Source text »

Yet due to those basic secular humanistic assumptions, the modern political context is fundamentally liberal. What, then, becomes of conservatism?
Conservatism in action
To see the conservative worldview in action, have a look at how political opponents are treated in monarchies or dictatorships. Notice that the king or dictator sits alone on a throne, or that he rules with aristocrats whose powers are hereditary, and that all who threaten that absolute control over society are imprisoned or summarily executed. So, there’s no equal treatment of people there.
Or observe how a large corporation in a laissez-faire economy divides itself into a social hierarchy that concentrates power in a tiny minority, namely in the executives and the capitalists (the owners of the means of production), who sit at the top of the power pyramid, as it were. Observe how the army of labourers doesn’t typically mingle with the corporate elites.
This is a caste society that survived the transition from the medieval period to the modern one. Classical liberals predicted that this “freedom” in the economic sector would redound to everyone’s equal benefit, but they underestimated how capitalism could thrive on natural tendencies, such as on the law of oligarchy, groupthink, egoism, greed, and prejudice, which would divert the public from conducting business according to humanistic ideals.
That minority control over large corporations often translates into disproportionate influence over the affairs of democratic government, as the corporate elites become plutocrats who can use their wealth to distort the political process, capturing candidates with bribes and lobbying, and tainting the discourse with thinktanks and corporate ownership of the news.
Consequently, with the conservative, oppressive pattern in capitalistic business having become plain several centuries after the end of feudalism in Europe, late-modern liberals — otherwise known as “socialists” or “progressives” — call for redistributing wealth, unionizing the workforce, ending discrimination in the workplace, and getting big money out of politics.
Yet conservatives insist on keeping the neofeudal inequalities intact in the private sector. They do so by using the modern humanistic rhetoric of “personal freedom” as an Orwellian pretext for protecting nature’s tendency to sort animals into dominance hierarchies, pecking orders, and food chains, as that tendency can evidently unfold even in the anomalous complexity of human societies.

Input records »

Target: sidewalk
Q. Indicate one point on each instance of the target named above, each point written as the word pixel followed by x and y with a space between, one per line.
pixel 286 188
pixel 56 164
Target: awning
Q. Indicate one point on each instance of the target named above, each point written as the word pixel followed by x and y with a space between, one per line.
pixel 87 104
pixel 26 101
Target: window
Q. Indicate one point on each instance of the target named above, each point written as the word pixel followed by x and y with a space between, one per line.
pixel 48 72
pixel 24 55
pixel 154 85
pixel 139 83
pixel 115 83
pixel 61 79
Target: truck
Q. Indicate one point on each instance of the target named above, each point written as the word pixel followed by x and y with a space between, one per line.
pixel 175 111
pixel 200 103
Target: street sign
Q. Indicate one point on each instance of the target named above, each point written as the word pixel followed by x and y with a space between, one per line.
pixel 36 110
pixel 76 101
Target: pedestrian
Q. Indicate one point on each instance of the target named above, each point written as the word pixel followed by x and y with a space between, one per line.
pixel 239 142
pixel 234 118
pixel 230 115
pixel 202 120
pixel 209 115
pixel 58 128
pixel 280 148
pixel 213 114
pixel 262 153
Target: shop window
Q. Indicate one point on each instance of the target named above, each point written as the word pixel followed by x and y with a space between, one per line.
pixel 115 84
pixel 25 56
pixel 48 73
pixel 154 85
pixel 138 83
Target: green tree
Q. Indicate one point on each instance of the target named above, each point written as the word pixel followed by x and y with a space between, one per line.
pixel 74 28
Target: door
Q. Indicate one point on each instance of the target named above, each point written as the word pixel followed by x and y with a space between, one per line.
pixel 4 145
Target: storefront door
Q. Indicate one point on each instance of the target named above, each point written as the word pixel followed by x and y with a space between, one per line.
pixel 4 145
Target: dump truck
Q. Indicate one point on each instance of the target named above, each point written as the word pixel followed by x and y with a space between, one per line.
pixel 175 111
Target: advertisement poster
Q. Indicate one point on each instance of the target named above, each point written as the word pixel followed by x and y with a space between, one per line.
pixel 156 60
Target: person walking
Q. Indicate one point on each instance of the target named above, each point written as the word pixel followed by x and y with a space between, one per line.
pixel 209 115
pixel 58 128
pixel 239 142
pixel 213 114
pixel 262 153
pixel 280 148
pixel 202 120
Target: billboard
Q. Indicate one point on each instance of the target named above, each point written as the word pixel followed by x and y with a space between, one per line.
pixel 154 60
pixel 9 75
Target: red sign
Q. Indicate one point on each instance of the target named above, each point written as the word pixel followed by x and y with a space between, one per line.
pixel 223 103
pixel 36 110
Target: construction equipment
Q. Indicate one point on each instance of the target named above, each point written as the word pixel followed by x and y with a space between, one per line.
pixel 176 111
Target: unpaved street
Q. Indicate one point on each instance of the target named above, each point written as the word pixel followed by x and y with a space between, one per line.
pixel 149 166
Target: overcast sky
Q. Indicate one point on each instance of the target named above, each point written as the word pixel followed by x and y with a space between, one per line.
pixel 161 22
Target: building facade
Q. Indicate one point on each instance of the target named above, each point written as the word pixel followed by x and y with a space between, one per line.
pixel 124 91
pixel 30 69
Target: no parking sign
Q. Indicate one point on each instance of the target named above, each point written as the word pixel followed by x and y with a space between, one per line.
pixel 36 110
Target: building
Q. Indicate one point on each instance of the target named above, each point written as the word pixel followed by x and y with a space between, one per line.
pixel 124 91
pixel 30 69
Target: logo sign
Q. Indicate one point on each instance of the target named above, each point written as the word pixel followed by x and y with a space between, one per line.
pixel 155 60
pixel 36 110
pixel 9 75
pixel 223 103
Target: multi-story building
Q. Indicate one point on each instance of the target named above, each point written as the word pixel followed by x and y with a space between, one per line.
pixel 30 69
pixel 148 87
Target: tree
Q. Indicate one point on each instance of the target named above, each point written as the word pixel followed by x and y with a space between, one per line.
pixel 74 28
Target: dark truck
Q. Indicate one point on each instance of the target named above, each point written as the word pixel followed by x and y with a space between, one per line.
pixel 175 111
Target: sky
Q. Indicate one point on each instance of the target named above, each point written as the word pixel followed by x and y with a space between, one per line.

Given exercise A » Print the entries from the line with "Target: advertisement poster" up to and including the line with "pixel 156 60".
Given exercise B » Write what comes next in the passage on conservatism, starting after its last sentence.
These entries have no connection to the passage on conservatism.

Written response A »
Target: advertisement poster
Q. Indicate one point on each instance of the target named above, each point written as the word pixel followed by x and y with a space between, one per line.
pixel 156 60

Written response B »
Testing the deflationary hypothesis
I’ve written a long series on conservatism to test a simple deflationary hypothesis. The hypothesis is that liberalism and conservatism are not on an equal footing after all, because conservatives effectively reject humanism. The modern trappings of humanism in democratic governments belie the fact that so-called conservatives function as obfuscators and saboteurs.
Liberals are humanists whereas real conservatives are anti-humanists, which is to say the latter are animalists. That is, liberals adopt the modern metanarrative that humans are people with inherent secular rights. Conservatives reject that assumption on theocratic or social Darwinian grounds. Otherwise, the “conservatives” are only variants of liberals.
Conservative values and policies entail that personhood doesn’t exist as any secular guarantor of equal rights for all humans. Instead, conservatives think we’re the playthings of a supreme deity or of natural forces. Either God divides us into the elect and the condemned sinners and infidels, or nature divides us into castes of masters and slaves, or of predators and dupes.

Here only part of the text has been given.